THE PROBLEM:
Please find every line in the records below that contains the string "roof" and copy each of those lines in full. Case counts when matching.
--- MATERIAL FOR THIS TASK ---
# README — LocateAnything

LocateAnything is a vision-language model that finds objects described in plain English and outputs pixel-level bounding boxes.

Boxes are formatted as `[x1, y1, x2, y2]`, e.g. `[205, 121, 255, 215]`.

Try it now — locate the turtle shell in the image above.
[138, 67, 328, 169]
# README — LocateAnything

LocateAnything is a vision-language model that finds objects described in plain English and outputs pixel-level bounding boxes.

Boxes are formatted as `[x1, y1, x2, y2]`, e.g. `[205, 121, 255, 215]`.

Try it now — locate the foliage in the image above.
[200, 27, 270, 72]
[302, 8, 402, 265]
---
--- MATERIAL FOR THIS TASK ---
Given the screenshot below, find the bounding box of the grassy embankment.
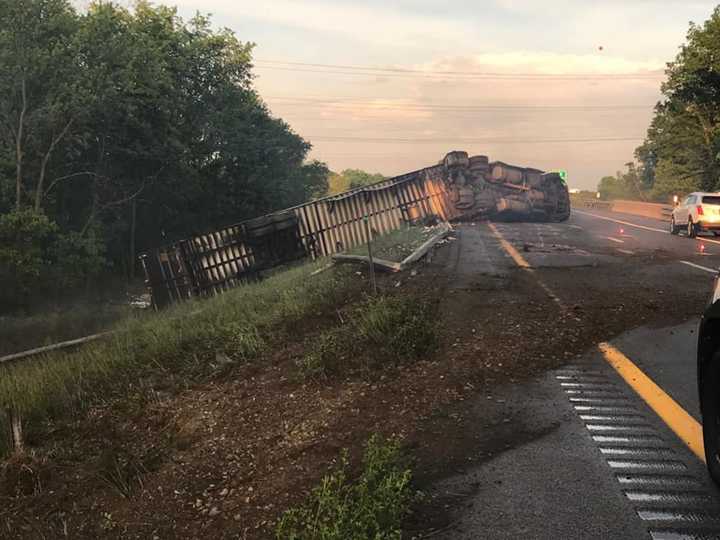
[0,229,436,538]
---
--- MATERIAL FOR THIS TASK ---
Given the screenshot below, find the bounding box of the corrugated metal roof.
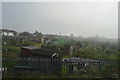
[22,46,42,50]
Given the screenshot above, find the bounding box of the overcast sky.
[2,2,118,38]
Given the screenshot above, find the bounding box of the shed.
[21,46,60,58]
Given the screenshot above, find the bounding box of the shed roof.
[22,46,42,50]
---
THE RESPONSE:
Given the screenshot below, find the bounding box of the corrugated metal roof.
Given the screenshot above, find the bounding box of the shed roof.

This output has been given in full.